SELECTED EXTRACT START

In August 1940 Marguerite Vourc'h, returning from boarding school near Paris found her village of Plonodiern, in western Brittany, occupied by German troops. The Resistance was virtually non-exhistent then but her father, Antoine, the local doctor, sought sympathisers on his rounds: Marguerite, in pretended innocence, established from friends where their families' sympathies lay.

Plomodiern, on a hillside about five kilometres from the coast, was a perfect spot from which to track the movements of German boats in the Bay of Dournenez. Marguerite would cycle along the coastline, gathering intelligence on soldiers, boats and mines, which was duly relayed to MI6. No one took a schoolgirl for a spy. As the war progressed, Marguerite became involved in helping Allied airmen escape to Britain. An operation to repatriate 40 airmen proved to be her undoin: when the men arrived in Britain, the BBC broadcast a coded message that the "fourth son of a doctor in Brittany" had arrived. It was too obviously a reference to Marguerite's family, and the Gestapo came calling.

Marguerite was at school at the time and her mother was also absent. Warned by friends not to return, they hid in a run-down apartment in Paris. A few months later the city was liberated. The sixth of nine children, Marguerite Vourc'h was born on 25.1.1926, at Plomodiern, where her father was both the doctor and a councillor. After the war she studied architecture at the Beaux Arts, but after meeting james Garden, a Scottish army surgeon visiting Paris, whe left college and headed for Scotland. They married in 1949, eventually settling in Lanark, where he became an orthopaedic surgeon.

She received handwritten letters of thanks from the Air Chief Marshal for her help in securing the release of many of his men, but for many decades her story went untold for the simple reason that she had remained true to her orders to remain silent. In 2003, her contribution was recognised by the French government and she was appointed a Chevalier de la Legion d'honneur. The next year her story formed part of a BBC2 documentary, Crafty Tricks of War. "It wasn't bravery, it was necessity," she recalled. "It was sad and frightening. But there was something about those days, maybe it was the adrenalin. I have never been so alive."

Marguerite is survived by her seven children.

SELECTED EXTRACT END
EXTRACTED RECORDS START

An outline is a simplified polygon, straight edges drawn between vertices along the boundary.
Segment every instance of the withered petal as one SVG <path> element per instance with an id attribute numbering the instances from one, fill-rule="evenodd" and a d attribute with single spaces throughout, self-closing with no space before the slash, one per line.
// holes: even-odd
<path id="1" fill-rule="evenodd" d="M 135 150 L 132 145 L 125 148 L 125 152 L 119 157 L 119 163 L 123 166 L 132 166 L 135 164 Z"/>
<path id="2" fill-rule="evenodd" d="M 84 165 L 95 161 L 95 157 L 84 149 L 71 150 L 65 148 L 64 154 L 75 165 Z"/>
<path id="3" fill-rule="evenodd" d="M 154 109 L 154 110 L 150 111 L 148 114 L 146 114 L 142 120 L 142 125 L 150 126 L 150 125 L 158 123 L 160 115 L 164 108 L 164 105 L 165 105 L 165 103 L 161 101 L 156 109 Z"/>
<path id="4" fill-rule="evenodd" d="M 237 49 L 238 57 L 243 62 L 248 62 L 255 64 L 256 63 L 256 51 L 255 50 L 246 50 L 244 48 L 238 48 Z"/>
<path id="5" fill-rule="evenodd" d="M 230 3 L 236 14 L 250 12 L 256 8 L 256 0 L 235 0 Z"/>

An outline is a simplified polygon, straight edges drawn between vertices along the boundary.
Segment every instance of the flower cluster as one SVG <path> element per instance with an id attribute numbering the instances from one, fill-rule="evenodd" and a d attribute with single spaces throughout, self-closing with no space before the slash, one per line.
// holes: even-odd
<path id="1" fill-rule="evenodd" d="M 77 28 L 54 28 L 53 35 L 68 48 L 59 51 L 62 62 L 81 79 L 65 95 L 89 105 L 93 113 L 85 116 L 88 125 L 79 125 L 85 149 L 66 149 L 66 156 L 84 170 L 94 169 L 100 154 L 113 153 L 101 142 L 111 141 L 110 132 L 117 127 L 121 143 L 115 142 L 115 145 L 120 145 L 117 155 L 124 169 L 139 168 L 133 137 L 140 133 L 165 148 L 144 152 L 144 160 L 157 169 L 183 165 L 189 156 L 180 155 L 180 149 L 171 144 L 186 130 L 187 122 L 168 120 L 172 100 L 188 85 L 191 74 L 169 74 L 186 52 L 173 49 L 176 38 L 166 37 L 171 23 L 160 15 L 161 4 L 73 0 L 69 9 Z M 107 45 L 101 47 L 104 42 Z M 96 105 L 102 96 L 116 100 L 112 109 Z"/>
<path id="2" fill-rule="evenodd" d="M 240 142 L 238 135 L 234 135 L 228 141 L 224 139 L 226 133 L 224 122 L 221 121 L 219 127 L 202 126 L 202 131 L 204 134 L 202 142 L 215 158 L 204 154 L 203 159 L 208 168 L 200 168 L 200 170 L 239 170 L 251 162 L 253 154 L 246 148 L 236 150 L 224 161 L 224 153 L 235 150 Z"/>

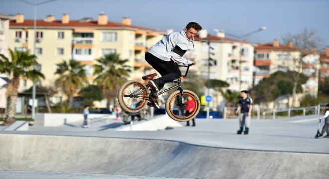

EXTRACTED RECORDS END

TASK DETAILS
Rewrite the obituary's passage that opens with "Marguerite was at" and closes with "an orthopaedic surgeon.", renaming "architecture" as "engineering". The rows have no connection to the obituary.

SOLUTION TO THE PROBLEM
Marguerite was at school at the time and her mother was also absent. Warned by friends not to return, they hid in a run-down apartment in Paris. A few months later the city was liberated. The sixth of nine children, Marguerite Vourc'h was born on 25.1.1926, at Plomodiern, where her father was both the doctor and a councillor. After the war she studied engineering at the Beaux Arts, but after meeting james Garden, a Scottish army surgeon visiting Paris, whe left college and headed for Scotland. They married in 1949, eventually settling in Lanark, where he became an orthopaedic surgeon.